Extract provided:
CIPFA president urges long-term planning for public services

2 Jul 14
CIPFA president Mike Owen has urged political parties to avoid tempting voters with short-term policies at next May’s general election, but instead plan and budget for the medium to long term.

By Richard Johnstone | 2 July 2014

CIPFA president Mike Owen has urged political parties to avoid tempting voters with short-term policies at next May’s general election, but instead plan and budget for the medium to long term.

The economic recovery has been led by household consumption but a ‘frothy’ housing market and poor trade and productivity statistics raise questions over long-term sustainability, CIPFA’s annual conference has been told.

Speaking today at the final CIPFA annual conference before the election, Owen said the continuing need for fiscal austerity meant that the cost, efficiency and sustainability of public services would be central to the thinking of all parties.

He told delegates that this year’s conference would focus on risk, resilience and reform and how addressing these are could help find a solution to the ‘cliff edge’ faced by many services.

‘Whichever way we look at the future of public services we know that they will have to undergo a fundamental redesign to meet the needs of society in 10, 20 or even 50 years’ time,’ he said.

What the task asks: According to the article on CIPFA's annual conference, what has led the economic recovery?

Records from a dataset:
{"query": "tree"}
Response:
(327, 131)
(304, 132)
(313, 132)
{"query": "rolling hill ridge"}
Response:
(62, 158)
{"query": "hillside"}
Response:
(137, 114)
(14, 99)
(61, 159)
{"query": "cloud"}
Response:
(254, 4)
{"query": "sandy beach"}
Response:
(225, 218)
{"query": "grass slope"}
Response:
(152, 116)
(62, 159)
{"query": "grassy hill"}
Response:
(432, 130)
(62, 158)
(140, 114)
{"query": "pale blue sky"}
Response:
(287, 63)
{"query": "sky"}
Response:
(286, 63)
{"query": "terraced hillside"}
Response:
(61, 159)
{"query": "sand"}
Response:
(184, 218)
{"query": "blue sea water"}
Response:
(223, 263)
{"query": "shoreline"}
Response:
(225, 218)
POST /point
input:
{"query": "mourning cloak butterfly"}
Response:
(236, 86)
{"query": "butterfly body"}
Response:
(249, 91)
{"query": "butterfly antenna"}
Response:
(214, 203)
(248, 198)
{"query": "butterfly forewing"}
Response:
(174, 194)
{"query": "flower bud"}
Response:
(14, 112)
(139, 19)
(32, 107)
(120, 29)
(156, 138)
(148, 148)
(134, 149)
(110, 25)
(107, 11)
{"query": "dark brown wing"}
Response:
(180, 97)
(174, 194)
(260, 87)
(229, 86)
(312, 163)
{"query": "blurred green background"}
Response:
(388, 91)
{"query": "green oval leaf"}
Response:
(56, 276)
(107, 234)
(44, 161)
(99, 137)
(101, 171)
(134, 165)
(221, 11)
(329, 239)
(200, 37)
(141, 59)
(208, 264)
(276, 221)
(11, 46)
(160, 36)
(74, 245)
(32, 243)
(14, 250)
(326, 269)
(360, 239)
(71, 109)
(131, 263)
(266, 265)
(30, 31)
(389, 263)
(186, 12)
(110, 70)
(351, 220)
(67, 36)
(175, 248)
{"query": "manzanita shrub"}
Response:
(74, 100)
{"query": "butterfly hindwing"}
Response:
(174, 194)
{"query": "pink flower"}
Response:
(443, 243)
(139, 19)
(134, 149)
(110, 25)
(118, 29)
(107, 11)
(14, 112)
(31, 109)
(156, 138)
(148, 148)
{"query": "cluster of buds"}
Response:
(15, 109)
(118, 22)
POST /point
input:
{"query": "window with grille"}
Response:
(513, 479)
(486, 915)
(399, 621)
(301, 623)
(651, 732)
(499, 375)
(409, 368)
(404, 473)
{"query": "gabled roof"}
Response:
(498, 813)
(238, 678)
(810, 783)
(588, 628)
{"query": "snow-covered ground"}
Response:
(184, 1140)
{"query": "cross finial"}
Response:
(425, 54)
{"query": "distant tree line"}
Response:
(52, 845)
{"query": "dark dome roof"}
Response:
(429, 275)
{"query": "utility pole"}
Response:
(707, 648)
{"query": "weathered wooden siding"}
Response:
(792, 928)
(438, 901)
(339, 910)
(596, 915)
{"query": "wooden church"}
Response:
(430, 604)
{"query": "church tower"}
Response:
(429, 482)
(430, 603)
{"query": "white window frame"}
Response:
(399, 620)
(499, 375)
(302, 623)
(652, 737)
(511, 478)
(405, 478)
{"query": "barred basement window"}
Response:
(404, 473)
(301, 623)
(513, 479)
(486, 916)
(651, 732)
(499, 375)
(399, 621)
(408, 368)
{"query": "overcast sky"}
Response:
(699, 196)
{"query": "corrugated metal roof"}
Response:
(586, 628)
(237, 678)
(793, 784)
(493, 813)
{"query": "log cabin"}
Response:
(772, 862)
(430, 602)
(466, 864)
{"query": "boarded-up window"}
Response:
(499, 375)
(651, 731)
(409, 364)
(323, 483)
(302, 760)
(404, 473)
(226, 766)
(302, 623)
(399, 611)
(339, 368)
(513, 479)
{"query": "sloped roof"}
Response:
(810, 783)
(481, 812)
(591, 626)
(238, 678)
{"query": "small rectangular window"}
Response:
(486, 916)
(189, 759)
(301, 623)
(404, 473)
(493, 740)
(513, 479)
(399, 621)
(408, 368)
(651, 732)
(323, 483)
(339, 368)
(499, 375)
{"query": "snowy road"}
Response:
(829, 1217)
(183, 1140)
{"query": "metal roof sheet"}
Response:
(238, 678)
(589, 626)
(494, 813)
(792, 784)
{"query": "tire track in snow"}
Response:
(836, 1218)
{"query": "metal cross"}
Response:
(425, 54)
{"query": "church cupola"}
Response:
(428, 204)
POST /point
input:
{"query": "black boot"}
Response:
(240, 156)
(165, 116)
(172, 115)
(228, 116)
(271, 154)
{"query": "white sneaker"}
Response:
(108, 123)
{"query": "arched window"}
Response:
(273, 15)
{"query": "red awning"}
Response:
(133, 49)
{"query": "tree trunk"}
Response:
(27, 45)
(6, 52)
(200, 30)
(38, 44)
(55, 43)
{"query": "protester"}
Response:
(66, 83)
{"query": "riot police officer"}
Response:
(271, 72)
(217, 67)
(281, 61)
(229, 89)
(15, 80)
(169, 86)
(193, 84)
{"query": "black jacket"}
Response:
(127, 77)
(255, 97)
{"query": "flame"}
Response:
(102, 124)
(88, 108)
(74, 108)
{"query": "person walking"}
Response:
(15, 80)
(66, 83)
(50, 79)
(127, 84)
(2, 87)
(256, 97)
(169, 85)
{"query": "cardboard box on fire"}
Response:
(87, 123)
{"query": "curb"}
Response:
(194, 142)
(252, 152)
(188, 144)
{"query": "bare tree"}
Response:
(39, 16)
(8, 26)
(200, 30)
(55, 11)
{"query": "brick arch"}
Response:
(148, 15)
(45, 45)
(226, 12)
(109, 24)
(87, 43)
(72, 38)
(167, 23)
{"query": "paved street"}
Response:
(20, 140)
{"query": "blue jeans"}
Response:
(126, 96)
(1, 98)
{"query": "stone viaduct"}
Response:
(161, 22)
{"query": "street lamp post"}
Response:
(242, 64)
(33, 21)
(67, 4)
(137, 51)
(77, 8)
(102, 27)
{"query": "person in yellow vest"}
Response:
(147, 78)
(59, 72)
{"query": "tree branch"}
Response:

Worked solution: Household consumption.